■ EXERCISE AIM:
Below are entries. Copy exactly the lines running from the line that holds "Locate every instance of the formula" to the line that holds "Locate every instance of the red bull", with both ends included.

** Opening AVAILABLE DATA block **

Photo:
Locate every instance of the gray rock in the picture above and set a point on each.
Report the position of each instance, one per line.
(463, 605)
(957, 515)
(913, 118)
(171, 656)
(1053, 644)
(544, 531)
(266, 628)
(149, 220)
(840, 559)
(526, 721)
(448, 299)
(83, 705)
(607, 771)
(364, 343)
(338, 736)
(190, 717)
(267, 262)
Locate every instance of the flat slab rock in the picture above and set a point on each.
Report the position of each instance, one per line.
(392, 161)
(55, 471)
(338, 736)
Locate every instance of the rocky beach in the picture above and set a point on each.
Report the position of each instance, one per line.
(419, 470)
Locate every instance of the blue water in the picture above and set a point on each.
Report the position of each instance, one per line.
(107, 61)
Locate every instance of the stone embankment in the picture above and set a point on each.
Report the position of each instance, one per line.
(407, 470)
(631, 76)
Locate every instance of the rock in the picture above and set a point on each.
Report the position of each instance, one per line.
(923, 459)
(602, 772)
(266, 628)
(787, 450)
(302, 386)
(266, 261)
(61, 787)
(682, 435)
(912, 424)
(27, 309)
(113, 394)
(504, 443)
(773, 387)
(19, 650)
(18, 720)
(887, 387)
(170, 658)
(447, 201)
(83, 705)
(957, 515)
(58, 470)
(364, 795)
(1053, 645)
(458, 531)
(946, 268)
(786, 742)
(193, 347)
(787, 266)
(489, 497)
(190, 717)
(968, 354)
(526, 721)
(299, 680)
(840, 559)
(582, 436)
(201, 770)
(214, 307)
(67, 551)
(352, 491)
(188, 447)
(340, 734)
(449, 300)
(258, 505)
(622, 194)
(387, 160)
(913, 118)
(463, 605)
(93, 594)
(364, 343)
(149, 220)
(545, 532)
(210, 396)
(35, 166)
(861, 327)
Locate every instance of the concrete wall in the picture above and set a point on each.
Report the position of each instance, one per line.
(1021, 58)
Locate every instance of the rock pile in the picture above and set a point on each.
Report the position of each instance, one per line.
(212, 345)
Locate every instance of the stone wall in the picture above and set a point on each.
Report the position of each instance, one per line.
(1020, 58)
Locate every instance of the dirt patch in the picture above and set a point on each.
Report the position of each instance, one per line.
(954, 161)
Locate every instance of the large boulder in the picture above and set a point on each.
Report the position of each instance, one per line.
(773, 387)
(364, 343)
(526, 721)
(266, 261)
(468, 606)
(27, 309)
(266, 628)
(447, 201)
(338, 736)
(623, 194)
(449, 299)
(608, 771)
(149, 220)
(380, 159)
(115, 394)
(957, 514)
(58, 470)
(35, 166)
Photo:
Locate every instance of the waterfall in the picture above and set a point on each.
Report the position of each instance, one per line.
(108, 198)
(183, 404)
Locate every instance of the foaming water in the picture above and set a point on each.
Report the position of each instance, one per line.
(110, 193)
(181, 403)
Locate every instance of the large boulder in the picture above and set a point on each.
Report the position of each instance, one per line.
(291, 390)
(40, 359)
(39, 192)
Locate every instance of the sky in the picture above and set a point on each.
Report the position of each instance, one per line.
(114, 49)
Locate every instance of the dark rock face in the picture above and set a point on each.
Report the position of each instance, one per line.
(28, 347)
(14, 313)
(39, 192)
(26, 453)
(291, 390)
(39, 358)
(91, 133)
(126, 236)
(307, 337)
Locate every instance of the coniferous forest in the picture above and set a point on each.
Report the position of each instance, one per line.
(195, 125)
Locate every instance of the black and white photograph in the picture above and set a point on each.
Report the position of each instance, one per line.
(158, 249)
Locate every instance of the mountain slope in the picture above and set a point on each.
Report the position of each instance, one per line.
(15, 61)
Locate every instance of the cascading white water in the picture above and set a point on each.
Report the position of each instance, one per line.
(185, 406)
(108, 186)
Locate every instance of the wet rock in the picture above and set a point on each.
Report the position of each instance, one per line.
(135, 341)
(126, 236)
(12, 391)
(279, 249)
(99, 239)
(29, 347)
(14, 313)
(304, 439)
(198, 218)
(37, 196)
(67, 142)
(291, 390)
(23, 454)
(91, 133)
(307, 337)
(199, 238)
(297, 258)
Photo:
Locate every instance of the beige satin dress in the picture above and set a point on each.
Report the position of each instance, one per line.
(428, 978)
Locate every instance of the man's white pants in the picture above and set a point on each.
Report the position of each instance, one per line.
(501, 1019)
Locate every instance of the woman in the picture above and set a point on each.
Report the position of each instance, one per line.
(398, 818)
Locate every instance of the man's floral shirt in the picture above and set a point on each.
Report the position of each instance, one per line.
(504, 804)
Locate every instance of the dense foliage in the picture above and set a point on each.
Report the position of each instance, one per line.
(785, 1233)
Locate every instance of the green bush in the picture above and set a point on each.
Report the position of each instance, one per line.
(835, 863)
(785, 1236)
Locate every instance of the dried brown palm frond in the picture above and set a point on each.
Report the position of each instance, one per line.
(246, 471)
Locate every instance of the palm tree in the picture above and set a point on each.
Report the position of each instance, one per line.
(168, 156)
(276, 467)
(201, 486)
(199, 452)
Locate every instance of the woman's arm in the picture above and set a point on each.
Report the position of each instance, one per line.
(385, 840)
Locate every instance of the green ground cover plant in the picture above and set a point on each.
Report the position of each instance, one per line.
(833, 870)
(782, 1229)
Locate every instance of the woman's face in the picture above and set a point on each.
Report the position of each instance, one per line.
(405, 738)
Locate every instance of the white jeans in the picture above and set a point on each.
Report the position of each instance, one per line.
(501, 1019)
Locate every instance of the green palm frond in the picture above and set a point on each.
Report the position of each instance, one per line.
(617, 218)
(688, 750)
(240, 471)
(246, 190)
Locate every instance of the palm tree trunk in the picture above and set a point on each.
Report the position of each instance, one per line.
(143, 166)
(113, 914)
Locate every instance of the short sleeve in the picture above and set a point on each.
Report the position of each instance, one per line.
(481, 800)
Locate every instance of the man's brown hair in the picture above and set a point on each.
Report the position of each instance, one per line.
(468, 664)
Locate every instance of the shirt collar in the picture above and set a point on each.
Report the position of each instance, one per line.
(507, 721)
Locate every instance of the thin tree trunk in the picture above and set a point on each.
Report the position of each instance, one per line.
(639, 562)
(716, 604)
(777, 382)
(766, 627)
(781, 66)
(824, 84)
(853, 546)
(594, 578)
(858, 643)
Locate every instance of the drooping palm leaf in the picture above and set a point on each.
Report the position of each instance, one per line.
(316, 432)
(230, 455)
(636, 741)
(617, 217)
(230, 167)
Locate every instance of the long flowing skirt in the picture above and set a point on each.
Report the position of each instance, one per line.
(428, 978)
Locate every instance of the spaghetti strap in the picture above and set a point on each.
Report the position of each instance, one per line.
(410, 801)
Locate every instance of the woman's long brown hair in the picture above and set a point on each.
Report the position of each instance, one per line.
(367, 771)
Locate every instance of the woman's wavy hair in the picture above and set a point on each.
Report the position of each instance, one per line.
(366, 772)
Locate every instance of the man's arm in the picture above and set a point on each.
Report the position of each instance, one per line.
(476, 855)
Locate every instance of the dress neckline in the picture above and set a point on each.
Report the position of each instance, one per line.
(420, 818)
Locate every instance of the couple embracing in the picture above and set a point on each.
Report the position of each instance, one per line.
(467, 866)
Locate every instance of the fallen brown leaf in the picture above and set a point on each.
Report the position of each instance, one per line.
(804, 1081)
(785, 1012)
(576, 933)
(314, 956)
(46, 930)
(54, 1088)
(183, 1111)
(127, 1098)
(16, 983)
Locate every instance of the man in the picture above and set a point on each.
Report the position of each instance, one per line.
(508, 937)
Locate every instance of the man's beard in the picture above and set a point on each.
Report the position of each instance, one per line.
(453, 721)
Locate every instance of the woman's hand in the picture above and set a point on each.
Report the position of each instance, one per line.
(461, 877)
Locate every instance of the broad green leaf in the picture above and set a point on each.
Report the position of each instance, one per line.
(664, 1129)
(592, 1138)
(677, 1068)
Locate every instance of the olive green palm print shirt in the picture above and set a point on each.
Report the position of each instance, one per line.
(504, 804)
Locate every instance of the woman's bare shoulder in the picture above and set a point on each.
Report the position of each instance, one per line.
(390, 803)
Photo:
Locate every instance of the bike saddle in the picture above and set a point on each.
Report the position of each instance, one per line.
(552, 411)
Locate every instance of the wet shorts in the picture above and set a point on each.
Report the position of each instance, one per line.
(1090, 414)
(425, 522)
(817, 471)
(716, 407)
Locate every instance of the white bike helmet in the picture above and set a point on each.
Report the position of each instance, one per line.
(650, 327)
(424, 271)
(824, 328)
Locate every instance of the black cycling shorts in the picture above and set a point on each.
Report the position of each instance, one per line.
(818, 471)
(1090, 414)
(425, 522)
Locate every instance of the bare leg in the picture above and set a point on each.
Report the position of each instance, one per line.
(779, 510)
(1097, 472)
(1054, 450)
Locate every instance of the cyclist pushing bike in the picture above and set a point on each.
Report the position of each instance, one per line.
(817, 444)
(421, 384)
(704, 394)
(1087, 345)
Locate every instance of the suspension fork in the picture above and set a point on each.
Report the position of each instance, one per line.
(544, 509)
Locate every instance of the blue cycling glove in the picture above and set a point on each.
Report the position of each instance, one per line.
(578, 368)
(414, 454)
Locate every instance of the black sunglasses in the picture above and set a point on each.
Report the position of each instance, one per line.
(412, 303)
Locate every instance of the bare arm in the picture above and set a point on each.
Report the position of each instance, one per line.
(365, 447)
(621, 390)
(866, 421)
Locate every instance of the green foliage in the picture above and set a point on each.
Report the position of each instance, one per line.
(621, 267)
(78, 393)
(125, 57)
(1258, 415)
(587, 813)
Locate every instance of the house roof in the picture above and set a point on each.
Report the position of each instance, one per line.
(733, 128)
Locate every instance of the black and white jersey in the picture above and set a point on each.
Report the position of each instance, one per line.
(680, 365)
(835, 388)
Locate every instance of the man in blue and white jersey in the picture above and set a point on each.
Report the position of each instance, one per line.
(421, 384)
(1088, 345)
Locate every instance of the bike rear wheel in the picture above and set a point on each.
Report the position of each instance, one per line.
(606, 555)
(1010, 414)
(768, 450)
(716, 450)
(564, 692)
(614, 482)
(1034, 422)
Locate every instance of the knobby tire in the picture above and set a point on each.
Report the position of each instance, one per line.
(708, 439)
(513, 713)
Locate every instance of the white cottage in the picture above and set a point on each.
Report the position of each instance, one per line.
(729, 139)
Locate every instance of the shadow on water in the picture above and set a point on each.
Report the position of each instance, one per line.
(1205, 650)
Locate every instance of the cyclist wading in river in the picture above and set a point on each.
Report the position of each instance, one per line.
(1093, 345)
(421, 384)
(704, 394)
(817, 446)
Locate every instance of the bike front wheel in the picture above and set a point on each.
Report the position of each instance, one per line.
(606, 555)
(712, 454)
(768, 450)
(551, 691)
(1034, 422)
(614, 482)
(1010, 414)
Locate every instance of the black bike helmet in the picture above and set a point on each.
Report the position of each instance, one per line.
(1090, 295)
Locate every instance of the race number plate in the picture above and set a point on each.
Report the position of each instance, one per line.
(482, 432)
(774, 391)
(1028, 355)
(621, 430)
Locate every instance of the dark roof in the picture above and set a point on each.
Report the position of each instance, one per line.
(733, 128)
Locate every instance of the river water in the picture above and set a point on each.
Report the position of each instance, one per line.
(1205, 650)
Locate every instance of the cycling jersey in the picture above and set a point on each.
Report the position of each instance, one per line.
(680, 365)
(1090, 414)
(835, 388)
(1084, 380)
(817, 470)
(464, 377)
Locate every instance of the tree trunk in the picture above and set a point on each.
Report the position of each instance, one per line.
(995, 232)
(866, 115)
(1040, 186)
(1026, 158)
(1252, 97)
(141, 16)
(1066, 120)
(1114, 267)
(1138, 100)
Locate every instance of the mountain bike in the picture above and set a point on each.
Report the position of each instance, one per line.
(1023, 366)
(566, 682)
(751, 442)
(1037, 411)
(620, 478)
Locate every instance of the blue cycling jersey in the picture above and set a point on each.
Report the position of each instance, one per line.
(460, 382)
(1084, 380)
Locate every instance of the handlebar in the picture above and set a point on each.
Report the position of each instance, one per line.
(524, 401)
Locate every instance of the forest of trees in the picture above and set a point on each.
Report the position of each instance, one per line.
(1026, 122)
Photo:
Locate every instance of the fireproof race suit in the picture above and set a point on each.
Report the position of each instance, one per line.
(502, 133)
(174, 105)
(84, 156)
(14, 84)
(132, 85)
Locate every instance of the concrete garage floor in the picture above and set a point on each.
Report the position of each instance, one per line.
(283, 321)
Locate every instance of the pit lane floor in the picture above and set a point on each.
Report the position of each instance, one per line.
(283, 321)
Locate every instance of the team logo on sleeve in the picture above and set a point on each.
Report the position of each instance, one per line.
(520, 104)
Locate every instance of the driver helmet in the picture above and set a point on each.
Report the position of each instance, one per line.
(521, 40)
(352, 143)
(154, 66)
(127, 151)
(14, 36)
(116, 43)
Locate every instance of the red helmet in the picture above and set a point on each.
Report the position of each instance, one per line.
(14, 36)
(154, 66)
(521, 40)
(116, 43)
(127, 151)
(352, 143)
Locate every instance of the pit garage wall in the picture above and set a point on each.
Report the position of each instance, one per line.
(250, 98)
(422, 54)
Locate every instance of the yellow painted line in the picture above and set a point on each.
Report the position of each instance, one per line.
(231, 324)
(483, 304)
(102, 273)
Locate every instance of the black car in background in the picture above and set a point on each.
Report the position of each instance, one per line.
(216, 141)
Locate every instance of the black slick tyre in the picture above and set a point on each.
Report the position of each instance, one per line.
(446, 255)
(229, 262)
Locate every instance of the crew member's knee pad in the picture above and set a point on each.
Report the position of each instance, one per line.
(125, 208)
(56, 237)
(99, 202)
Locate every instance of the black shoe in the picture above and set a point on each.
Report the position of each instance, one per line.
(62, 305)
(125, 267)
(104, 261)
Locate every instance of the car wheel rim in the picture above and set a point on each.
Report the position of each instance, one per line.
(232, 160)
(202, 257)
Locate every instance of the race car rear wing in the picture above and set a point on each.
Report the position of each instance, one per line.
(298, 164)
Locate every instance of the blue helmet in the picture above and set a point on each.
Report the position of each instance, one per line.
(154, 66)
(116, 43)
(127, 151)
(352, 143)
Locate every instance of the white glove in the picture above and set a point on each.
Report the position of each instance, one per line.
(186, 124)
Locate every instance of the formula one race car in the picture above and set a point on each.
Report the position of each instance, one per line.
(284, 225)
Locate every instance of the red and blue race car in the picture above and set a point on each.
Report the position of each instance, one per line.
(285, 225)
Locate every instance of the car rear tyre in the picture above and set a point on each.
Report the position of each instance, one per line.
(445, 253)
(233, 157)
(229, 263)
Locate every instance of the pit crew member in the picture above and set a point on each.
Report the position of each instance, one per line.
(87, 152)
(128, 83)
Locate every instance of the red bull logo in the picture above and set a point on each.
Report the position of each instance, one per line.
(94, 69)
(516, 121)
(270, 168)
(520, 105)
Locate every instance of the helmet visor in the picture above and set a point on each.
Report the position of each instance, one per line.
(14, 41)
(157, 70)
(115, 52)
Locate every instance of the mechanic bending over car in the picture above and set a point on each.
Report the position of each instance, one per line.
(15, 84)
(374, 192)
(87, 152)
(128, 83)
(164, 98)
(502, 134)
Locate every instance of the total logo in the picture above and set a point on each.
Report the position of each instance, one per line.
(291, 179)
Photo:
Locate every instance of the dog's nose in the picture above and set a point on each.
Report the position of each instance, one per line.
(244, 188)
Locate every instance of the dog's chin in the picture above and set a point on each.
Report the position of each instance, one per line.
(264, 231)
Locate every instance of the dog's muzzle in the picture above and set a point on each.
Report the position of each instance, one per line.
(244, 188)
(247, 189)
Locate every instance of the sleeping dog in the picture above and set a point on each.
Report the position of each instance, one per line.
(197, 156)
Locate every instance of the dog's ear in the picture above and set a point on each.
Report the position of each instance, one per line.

** Closing AVAILABLE DATA block **

■ RESPONSE TO THIS EXERCISE:
Locate every instance of the formula one race car in the picture above and set a point on each.
Report the position of each instance, one per line.
(284, 225)
Locate every instance of the red and blue race car in the picture above and set a point on each.
Report the position of each instance, one per line.
(285, 225)
Locate every instance of the car rear tyre in the picture above and set a point on each.
Report the position of each instance, one per line.
(445, 253)
(233, 157)
(229, 263)
Locate every instance of the pit crew member in the picture above and set a point on each.
Report the position of each instance, one per line.
(87, 152)
(128, 83)
Locate every instance of the red bull logo in the picture above and set a point on each.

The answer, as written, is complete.